■ ESERCIZIO SCRITTO 1: Dalle righe che seguono il brano, estrai e ricopia identiche quelle che vanno dalla prima fino a quella che contiene "204 158 L 213", compresa.

La viltà di questa reazione aiutava il latente lavoro delle sètte riordinate dal comitato nazionale di Londra. A Roma le dirigeva Giuseppe Petroni, oscuro avvocato che diciotto anni di carcere magnanimamente sofferti ricusando ogni grazia, resero poi illustre; senonchè l'opera settaria, ammirabile di sagacia e di costanza, non potè produrre risultati sotto la pressione della doppia occupazione tedesca e francese. Alcuni giovani delle Romagne insorti pei moti di Milano nel febbraio del 1853 finirono miseramente nelle carceri senza raggiungere nemmeno l'onore di uno scontro. L'isolamento prodotto intorno al governo pontificio divenne però tale da strappargli in una nota diplomatica alla cancelleria tedesca la confessione umiliante «che il governo di Sua Santità in un momento supremo si troverebbe in seno della sua stessa capitale abbandonato all'odio delle passioni, che cospiravano alla sua perdita».

Intanto che l'autorità politica del papato cadeva così basso, la sua monarchia spirituale cresceva. Al vasto e simultaneo atteggiarsi sovranamente della democrazia in Europa la più antica e profonda autorità religiosa rispondeva per la legge dei contrasti con un accentramento, che rinsaldando la fede nelle coscienze cattoliche permettesse di resistere alla nuova guerra universale indetta con miglior disciplina e maggior coerenza di programma contro la chiesa. Nella gerarchia ecclesiastica, un tempo così democratica e sviluppatasi poi monarchicamente, il papato con una ultima audacia stava per sopprimere la funzione legislativa dell'episcopato. L'occasione fu porta dal dogma dell'Immacolata Concezione, ultima ascensione della donna pareggiata nel cristianesimo all'uomo con questa immunità dal peccato originale in Maria. Pio IX dopo un'enciclica a tutti i vescovi per interrogarli sul nuovo dogma, lo definì alteramente di propria autorità: il pontefice assorbiva così il Concilio; tale proclamazione sovrana di un dogma conduceva all'altro dell'infallibilità personale.

■ ESERCIZIO SCRITTO 2: Secondo il brano, chi dirigeva a Roma le sètte riordinate dal comitato nazionale di Londra?

■ MATERIALE DI PARTENZA:
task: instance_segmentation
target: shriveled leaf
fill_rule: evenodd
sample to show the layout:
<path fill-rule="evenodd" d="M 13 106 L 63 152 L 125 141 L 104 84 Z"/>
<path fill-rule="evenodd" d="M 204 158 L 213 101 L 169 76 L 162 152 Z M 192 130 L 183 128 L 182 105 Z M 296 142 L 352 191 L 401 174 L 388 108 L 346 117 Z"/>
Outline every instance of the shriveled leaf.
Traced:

■ SOLUZIONE 1:
task: instance_segmentation
target: shriveled leaf
fill_rule: evenodd
sample to show the layout:
<path fill-rule="evenodd" d="M 13 106 L 63 152 L 125 141 L 104 84 Z"/>
<path fill-rule="evenodd" d="M 204 158 L 213 101 L 169 76 L 162 152 Z M 192 130 L 183 128 L 182 105 Z M 296 142 L 352 191 L 401 174 L 388 108 L 346 117 Z"/>

■ SOLUZIONE 2: Giuseppe Petroni, un oscuro avvocato.